- **出典文書**
★ ★ ★

産経新聞朝刊(2023年10月29日)に福田和也著『放蕩の果て 自叙伝的批評集』(草思社)の書評を寄稿しました。表題は「俗情の底で輝く『生』」です。3度救急搬送されながら、『保守とは横丁の蕎麦屋を守ることである』(河出書房新社)を書き上げ、この本が注目を集めた直後に、400頁を越える「自伝的批評書」を出してみせる、福田和也先生の「プロの批評家らしい矜持」へ敬意を込めました。10日ほど前に書いた原稿ですが、それ以前から書いていたような思いがします。
この本は2010年代後半の「新潮」掲載の批評文を中心に据えた、良書です。すべて初出時に読んでいましたが、改めて読み直し、福田先生の文章を毎月、毎週、雑誌で読んでいた院生~若手教員時代を思い出しました。福田先生の本について論じるのは、「文芸批評」の方法論上、工夫を要するので骨が折れますが、毎回、これで最後という気持ちで書いています。

★ ★ ★

- **依頼内容**
書評の寄稿を伝える上の文章から、「この本は2010年代後半の「」で始まり「という気持ちで書いています。」で終わる部分を一字も変えずに書き写してください。

- **記録データ**

★ ★ ★

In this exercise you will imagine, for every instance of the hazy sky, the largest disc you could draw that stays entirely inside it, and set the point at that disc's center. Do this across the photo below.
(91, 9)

★ ★ ★

- **記述回答**
この本は2010年代後半の「新潮」掲載の批評文を中心に据えた、良書です。すべて初出時に読んでいましたが、改めて読み直し、福田先生の文章を毎月、毎週、雑誌で読んでいた院生~若手教員時代を思い出しました。福田先生の本について論じるのは、「文芸批評」の方法論上、工夫を要するので骨が折れますが、毎回、これで最後という気持ちで書いています。